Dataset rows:
..............................

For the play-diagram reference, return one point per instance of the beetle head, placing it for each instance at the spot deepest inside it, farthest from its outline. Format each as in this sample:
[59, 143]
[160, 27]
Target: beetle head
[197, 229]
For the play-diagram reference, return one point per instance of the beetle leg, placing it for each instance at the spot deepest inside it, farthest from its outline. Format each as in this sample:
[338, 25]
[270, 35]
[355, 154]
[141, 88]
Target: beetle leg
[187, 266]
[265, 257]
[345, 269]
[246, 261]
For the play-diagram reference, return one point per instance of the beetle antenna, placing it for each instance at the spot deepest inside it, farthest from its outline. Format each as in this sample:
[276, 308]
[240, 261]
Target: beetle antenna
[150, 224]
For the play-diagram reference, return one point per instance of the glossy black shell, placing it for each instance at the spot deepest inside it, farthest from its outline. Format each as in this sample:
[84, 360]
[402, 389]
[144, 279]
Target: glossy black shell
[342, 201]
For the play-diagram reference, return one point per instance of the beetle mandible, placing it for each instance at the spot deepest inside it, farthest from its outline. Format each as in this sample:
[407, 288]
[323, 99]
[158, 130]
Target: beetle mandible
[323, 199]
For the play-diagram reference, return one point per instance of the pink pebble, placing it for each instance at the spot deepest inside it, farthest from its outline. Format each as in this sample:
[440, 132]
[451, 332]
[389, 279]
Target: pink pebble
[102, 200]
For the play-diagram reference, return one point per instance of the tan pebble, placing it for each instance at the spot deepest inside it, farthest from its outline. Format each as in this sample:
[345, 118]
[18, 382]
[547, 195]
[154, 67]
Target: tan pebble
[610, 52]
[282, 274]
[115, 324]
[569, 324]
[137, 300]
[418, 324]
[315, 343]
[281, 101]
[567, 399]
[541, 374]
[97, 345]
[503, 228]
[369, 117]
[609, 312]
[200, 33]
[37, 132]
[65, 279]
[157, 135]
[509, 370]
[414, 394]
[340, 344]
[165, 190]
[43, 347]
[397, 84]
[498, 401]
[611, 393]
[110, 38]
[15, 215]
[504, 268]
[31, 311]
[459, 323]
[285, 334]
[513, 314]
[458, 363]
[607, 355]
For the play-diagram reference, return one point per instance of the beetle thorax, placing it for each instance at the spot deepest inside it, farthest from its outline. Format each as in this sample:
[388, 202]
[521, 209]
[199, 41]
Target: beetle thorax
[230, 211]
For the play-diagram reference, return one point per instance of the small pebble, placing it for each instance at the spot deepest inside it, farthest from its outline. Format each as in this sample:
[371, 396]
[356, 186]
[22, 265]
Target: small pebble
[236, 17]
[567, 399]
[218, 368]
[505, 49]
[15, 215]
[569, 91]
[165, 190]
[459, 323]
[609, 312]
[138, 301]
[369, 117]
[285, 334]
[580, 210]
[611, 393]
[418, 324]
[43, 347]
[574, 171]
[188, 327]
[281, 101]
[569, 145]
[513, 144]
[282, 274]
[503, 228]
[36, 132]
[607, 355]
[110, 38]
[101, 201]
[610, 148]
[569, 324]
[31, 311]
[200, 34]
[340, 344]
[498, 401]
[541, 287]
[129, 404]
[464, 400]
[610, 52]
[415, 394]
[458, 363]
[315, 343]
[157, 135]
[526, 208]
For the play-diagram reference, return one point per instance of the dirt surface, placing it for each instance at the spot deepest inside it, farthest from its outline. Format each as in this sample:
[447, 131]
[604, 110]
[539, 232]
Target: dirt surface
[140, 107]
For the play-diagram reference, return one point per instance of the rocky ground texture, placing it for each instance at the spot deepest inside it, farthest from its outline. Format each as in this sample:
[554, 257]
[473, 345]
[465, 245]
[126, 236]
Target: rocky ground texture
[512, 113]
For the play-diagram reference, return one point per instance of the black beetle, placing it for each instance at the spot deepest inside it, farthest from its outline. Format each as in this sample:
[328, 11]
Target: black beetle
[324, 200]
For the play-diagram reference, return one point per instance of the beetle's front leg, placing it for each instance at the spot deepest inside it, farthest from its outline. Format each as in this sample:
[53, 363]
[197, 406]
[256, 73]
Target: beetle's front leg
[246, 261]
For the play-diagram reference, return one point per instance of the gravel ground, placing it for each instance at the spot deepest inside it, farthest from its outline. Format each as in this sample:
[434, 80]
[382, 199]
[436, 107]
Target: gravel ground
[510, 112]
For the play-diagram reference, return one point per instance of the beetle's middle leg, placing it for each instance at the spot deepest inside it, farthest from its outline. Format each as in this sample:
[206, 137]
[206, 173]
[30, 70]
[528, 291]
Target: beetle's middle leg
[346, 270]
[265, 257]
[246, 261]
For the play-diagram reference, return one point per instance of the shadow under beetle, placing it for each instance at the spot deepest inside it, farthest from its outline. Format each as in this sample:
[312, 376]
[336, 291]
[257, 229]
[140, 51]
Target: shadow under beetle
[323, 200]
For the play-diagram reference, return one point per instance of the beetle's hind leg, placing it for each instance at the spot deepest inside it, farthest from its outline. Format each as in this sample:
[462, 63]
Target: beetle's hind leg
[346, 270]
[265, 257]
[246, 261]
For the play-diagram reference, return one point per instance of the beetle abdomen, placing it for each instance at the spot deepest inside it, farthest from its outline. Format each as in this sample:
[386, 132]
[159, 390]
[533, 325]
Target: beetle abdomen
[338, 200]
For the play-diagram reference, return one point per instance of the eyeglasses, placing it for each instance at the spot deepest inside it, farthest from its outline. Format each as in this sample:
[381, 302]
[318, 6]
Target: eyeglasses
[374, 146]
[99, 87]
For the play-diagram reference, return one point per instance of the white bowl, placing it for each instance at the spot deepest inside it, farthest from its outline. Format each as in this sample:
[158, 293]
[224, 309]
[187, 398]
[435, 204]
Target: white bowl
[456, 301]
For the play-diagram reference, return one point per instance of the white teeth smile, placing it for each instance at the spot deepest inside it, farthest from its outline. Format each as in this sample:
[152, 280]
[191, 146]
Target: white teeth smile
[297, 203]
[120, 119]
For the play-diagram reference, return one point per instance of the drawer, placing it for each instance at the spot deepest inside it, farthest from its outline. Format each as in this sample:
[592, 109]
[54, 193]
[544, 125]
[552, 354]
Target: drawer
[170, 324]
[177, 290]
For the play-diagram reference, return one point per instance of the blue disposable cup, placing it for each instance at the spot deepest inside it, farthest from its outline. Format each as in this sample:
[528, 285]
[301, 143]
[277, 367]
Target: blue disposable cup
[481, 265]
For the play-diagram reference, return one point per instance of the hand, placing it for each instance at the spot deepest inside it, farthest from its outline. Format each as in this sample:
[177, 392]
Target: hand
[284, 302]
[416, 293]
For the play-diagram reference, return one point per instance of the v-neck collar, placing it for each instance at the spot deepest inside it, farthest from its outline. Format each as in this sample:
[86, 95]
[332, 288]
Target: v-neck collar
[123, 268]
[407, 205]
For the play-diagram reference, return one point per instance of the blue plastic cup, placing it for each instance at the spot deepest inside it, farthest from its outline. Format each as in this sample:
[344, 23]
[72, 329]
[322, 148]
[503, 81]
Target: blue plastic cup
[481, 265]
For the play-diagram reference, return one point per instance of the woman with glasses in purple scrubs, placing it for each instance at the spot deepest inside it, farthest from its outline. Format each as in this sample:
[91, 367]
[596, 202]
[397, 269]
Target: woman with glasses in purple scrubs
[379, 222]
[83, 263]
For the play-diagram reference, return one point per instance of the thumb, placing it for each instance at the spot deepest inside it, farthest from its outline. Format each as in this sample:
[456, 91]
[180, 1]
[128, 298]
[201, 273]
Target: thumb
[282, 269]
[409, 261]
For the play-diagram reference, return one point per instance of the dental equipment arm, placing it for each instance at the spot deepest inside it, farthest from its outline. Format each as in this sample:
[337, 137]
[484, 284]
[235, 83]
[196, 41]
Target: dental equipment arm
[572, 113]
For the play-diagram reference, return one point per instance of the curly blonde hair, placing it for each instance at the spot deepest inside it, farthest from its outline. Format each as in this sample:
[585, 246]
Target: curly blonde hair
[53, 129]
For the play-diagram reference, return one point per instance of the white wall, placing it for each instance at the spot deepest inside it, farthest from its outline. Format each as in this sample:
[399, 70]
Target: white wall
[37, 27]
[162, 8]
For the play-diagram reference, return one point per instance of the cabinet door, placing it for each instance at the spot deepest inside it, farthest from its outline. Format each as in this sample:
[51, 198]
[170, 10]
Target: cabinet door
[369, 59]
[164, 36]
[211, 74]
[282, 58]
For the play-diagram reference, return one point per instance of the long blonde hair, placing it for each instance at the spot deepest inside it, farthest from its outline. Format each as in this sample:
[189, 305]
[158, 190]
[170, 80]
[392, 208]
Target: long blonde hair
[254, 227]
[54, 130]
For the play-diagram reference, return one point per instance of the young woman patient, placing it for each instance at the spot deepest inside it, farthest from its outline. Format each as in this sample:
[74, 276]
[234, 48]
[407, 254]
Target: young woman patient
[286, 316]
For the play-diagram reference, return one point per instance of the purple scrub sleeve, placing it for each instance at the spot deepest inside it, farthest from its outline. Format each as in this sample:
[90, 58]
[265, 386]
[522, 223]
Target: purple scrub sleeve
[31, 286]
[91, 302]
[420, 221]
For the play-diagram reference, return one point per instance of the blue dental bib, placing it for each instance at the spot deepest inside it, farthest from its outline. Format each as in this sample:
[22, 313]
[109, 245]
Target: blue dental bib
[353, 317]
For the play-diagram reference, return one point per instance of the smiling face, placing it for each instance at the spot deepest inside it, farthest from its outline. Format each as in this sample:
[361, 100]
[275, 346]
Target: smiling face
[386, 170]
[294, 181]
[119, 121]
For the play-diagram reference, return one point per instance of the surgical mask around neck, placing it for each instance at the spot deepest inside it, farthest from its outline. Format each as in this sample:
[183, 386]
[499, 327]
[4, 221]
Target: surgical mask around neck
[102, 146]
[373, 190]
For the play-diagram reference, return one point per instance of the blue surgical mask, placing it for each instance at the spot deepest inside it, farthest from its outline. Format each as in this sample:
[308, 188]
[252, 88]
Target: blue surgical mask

..............................

• **What you have to do**:
Transcribe, word for word, every line from the one containing "of the surgical" through the final line of the entries, and nothing else.

• **Result for this exercise**:
For the play-diagram reference, return one point per instance of the surgical mask around neck, placing it for each instance at the spot deepest inside it, farthest from its outline. Format each as in this sample:
[183, 386]
[499, 327]
[4, 221]
Target: surgical mask around neck
[102, 146]
[373, 190]
For the play-diagram reference, return one point per instance of the blue surgical mask, placing it for each instance at the spot deepest inside it, farthest from its outline. Format each as in this sample:
[308, 188]
[252, 88]
Target: blue surgical mask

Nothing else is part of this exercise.